**Supplied material:**
___

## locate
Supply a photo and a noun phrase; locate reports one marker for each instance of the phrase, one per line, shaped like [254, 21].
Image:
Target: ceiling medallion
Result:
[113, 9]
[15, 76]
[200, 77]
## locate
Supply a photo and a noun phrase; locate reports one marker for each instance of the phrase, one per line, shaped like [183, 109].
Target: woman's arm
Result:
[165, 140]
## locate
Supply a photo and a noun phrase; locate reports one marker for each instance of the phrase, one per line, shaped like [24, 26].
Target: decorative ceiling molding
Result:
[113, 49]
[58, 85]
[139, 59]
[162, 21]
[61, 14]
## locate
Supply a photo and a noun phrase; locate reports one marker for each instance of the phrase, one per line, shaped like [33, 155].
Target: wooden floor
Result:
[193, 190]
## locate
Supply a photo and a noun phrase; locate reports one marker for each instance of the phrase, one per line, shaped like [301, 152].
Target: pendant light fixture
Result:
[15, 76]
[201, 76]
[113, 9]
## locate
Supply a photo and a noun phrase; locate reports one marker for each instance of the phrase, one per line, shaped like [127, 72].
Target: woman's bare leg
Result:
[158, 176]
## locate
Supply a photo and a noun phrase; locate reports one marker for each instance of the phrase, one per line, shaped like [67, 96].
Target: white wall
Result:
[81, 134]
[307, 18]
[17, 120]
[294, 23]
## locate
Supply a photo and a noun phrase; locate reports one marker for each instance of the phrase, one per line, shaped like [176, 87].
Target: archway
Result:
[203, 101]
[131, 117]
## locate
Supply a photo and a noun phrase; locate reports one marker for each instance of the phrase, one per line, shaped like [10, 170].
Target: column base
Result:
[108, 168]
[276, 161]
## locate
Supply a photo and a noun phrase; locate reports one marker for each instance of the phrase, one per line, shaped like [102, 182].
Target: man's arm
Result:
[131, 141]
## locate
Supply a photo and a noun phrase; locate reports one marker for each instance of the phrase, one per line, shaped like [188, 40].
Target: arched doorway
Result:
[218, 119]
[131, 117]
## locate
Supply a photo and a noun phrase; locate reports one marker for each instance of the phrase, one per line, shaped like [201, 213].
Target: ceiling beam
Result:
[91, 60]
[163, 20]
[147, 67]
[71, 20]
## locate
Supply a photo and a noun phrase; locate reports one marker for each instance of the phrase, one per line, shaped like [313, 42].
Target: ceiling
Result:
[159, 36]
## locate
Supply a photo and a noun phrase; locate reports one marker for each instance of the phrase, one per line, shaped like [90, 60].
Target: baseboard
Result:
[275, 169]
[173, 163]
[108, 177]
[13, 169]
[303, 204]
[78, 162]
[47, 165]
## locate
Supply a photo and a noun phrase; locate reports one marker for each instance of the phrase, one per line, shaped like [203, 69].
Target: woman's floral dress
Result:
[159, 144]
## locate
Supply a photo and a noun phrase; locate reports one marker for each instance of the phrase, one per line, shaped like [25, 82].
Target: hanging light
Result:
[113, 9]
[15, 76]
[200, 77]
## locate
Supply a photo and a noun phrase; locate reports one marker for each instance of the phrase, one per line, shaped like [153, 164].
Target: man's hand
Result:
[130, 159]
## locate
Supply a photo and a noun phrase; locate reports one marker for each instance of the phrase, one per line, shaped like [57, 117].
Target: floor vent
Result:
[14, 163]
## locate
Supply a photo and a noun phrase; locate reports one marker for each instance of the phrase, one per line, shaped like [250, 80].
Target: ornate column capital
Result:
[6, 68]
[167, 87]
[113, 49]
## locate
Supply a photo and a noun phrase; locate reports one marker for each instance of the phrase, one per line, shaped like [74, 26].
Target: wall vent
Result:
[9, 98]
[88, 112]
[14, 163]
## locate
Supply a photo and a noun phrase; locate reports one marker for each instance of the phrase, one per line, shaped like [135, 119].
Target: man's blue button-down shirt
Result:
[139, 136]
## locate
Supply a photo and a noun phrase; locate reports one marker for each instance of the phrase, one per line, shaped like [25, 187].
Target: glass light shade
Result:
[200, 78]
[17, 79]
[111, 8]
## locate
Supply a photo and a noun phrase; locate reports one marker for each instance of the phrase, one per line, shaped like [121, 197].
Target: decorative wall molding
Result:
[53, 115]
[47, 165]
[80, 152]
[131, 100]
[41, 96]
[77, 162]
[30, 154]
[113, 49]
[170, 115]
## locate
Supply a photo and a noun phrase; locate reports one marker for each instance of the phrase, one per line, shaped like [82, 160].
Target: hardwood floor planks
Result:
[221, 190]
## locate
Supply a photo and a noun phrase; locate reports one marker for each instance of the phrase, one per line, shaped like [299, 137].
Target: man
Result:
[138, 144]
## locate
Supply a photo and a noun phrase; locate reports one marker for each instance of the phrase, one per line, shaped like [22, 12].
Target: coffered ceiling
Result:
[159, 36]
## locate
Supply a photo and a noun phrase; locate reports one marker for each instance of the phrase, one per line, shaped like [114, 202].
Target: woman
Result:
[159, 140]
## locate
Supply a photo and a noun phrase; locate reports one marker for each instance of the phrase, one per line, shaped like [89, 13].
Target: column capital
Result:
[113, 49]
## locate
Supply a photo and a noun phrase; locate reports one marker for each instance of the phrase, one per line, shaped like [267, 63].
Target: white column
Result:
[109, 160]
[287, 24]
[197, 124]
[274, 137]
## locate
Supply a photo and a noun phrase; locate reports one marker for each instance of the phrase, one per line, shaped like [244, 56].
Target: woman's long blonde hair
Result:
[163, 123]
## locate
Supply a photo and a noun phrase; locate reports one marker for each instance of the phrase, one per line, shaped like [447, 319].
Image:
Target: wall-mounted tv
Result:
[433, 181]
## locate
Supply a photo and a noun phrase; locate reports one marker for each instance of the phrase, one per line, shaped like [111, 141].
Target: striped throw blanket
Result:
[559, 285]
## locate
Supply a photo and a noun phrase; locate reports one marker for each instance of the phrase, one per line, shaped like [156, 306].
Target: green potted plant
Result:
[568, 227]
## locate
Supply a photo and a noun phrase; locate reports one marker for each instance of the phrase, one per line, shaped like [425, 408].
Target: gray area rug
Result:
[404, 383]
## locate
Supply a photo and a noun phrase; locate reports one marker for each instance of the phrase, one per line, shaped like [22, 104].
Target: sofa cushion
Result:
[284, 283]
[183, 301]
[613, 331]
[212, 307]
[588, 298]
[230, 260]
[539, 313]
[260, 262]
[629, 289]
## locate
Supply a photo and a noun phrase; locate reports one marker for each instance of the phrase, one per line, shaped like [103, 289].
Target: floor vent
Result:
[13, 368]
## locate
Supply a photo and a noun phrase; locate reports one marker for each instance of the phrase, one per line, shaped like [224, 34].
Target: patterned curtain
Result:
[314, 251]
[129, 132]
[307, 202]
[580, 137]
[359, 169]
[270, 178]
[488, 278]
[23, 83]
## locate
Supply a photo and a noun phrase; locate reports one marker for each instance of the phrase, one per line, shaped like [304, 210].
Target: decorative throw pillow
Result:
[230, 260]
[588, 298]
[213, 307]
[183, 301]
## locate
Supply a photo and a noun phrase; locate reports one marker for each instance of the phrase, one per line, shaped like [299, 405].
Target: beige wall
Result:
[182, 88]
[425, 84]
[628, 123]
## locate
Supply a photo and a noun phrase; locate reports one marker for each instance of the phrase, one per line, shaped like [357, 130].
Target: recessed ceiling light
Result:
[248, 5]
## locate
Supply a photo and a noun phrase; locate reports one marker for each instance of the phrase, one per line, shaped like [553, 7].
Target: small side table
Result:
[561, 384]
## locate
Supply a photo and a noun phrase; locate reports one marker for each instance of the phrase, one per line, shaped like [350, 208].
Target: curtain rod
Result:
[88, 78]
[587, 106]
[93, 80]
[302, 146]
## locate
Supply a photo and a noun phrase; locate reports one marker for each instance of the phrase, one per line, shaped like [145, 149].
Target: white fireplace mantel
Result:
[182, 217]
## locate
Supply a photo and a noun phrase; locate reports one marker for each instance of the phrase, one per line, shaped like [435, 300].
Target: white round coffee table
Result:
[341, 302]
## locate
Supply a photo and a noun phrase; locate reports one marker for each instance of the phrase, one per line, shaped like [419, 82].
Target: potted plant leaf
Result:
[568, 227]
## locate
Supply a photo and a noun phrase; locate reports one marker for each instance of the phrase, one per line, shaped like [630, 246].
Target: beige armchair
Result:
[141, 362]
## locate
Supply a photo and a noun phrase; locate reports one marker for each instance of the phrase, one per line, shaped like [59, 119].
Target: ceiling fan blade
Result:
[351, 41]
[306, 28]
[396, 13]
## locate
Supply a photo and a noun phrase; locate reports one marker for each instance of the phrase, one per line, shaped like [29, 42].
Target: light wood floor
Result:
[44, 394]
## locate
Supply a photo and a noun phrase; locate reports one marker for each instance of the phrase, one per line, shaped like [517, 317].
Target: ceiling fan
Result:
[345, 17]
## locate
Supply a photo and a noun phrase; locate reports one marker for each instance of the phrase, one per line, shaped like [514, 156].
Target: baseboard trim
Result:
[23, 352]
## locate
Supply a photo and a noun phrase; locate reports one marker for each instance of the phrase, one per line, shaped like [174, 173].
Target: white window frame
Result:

___

**Required work:** Copy out each line of the rows above that contains the string "plant". Report every matching line in full.

**Answer to this exercise:**
Target: green potted plant
Target: potted plant leaf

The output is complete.